— REQUIRED TASK —
Rewrite the part of the rows below that opens with the line containing "Query: green grass" and runs through the last line of the rows as a numbered list, leaving out any blank lines.
+++ SUPPLIED INFORMATION
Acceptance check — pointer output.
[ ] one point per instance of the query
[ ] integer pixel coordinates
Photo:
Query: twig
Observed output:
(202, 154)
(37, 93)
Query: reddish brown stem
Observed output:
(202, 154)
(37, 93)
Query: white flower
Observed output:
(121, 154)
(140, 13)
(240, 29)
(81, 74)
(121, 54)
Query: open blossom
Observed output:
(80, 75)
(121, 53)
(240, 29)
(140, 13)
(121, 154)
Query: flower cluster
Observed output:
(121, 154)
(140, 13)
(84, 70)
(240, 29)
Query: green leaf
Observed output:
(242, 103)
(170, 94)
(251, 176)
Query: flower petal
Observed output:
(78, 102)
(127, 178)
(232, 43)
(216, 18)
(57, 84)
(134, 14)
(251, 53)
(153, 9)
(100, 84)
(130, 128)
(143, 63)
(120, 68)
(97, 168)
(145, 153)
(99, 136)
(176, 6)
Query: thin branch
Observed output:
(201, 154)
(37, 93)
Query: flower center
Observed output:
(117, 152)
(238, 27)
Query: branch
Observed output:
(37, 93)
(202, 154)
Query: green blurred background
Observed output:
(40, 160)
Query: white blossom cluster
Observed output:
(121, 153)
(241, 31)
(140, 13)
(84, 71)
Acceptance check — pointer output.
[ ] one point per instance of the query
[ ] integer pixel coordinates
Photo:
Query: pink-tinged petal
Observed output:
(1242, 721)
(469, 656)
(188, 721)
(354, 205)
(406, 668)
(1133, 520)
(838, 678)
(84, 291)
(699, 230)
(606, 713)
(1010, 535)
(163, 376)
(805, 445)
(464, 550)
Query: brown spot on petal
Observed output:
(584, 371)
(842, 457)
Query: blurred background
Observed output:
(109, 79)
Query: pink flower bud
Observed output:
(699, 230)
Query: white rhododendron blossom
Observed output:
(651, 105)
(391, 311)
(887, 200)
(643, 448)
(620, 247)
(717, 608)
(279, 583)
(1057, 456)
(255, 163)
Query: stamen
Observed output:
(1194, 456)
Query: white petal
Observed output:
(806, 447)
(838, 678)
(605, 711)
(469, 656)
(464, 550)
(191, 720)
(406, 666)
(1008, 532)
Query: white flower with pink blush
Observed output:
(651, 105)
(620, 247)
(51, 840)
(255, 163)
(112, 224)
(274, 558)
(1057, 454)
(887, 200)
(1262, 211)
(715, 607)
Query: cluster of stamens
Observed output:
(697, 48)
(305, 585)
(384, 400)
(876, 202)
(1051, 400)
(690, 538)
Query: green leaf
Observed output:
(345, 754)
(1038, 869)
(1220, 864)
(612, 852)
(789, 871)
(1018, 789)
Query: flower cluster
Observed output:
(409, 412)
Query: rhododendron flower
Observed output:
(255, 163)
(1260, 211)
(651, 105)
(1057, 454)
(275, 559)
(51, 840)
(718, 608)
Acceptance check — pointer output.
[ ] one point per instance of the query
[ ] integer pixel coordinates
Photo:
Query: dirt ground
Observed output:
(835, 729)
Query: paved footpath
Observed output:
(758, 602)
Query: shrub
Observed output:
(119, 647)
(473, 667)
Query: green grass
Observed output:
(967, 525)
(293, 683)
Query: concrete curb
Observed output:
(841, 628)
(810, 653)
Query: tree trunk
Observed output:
++++++
— THE REPLY —
1. Query: green grass
2. Observed output:
3. (967, 525)
4. (293, 683)
5. Query: concrete curb
6. Observed output:
7. (841, 628)
8. (810, 653)
9. Query: tree trunk
10. Observed output:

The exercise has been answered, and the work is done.